_Task statement_
Transcribe the data exactly.

_Collected data entries_
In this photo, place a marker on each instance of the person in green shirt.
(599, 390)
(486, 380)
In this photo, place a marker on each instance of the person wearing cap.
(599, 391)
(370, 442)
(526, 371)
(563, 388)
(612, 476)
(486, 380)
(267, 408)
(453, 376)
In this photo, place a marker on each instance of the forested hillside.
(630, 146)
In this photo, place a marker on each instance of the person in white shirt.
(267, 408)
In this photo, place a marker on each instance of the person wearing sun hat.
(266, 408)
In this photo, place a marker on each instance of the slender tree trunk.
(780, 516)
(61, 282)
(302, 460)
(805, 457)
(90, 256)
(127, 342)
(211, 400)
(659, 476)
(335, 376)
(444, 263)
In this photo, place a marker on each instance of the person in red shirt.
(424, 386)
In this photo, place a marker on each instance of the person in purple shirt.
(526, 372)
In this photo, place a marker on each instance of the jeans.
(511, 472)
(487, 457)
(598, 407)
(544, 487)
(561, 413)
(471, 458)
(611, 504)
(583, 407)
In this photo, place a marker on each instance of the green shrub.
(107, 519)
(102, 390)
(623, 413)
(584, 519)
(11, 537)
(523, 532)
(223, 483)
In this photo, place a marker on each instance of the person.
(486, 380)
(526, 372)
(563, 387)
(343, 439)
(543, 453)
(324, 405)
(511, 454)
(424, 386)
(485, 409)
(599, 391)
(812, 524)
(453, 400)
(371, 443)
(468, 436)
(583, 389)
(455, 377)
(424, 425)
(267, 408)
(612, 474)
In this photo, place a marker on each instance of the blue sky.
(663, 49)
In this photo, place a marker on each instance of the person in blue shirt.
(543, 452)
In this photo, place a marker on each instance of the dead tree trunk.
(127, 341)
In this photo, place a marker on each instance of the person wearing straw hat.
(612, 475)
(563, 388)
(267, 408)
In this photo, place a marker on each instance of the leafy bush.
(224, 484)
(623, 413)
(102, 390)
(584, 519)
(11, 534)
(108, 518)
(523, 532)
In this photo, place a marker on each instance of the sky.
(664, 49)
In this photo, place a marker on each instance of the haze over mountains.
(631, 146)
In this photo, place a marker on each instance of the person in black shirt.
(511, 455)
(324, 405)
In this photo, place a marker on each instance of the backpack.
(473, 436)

_Completed exercise_
In this photo, place a marker on each instance of the person in green shirt.
(599, 390)
(486, 380)
In this photo, place a marker on each instance of the person wearing cap.
(599, 391)
(370, 442)
(526, 371)
(563, 388)
(612, 476)
(486, 380)
(267, 408)
(453, 376)
In this photo, place a marker on each instance of the forested hillside.
(630, 146)
In this photo, place a marker on each instance of the person in white shirt.
(267, 408)
In this photo, place a marker on each instance of the person wearing sun hat.
(266, 408)
In this photo, place a marker on each instance of the slender tree trunk.
(780, 516)
(61, 282)
(302, 460)
(805, 457)
(90, 256)
(127, 342)
(211, 400)
(659, 476)
(335, 376)
(444, 263)
In this photo, place a marker on each instance of the person in red shirt.
(424, 386)
In this photo, place a marker on each instance of the person in purple shirt.
(526, 372)
In this photo, place a marker on each instance of the jeans.
(511, 472)
(487, 457)
(598, 407)
(544, 487)
(561, 413)
(471, 458)
(611, 504)
(583, 407)
In this photo, place a marker on each instance of the green shrub.
(107, 519)
(102, 390)
(623, 413)
(584, 519)
(11, 537)
(523, 532)
(223, 483)
In this photo, place a marker on each instance of the person.
(486, 380)
(526, 372)
(563, 387)
(343, 439)
(543, 453)
(324, 405)
(511, 454)
(424, 386)
(485, 409)
(599, 391)
(812, 524)
(453, 400)
(371, 443)
(468, 436)
(583, 389)
(455, 377)
(424, 425)
(267, 408)
(612, 474)
In this photo, place a marker on each instance of the blue sky.
(663, 49)
In this photo, place a marker on each instance of the person in blue shirt.
(543, 452)
In this photo, place a marker on each instance of the dead tree trunk.
(127, 341)
In this photo, place a marker on each instance of the person wearing straw hat.
(612, 475)
(563, 388)
(267, 408)
In this photo, place a marker on each instance of the leafy bush.
(224, 484)
(623, 413)
(102, 390)
(584, 519)
(11, 534)
(108, 518)
(523, 532)
In this photo, place a marker on each instance of the sky.
(664, 49)
In this photo, place a marker on each instance of the haze over mountains.
(631, 146)
In this photo, place a marker on each instance of the person in black shirt.
(511, 455)
(324, 405)
In this photo, place a marker on each instance of the backpack.
(473, 436)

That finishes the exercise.